> _Extract_:
----
Using the input parameters and formulas outlined in Section 3.2.7, the calculation process is as follows:

$$P_S={\displaystyle \frac{A_S}{{SP}_S}}={\displaystyle \frac{388.80}{1.8}}=216,$$

$$P_{ST}={\displaystyle \frac{A_{ST}}{{SP}_{ST}}}={\displaystyle \frac{\mathrm{513,26}}{1.0}}=513.26\cong 513,$$

where variables have the following meaning:

• P_A—number of passengers for seating area,
• A_S—seating area,
• SP_S—space per seated person,
• P_ST—number of passengers for standing area,
• A_ST—standing area,
• SP_ST—space per standing person.

Comparing the Scenarios 1 and 2, it is evident that by applying the LCC LOS guidelines, 85 more passengers (513 − 428 = 85) can use the standing area of this facility.

Figure A21. ATFS—LOS of the existing facility of gate holdrooms as per LCC LOS guidelines in terms of number of seated and standing passengers.

Figure A21. ATFS—LOS of the existing facility of gate holdrooms as per LCC LOS guidelines in terms of number of seated and standing passengers.

The entire gate holdrooms area can handle four aircraft at a time, which equals to 644 passengers, which represents “optimum” LOS level. If there are five or more aircraft on the apron, passenger demand reaches up to 1297 passengers per hour, rendering the LOS level down to “under-provided” or “unacceptable”.
----
> _Set exercise_: In the gate holdroom extract, how many more passengers can use the standing area when the LCC LOS guidelines are applied? You can set the lines aside; they aren't needed.

> _Data_:
----
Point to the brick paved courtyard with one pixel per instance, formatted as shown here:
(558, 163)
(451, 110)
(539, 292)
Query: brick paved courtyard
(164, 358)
----
> _Full response_: 85 more passengers.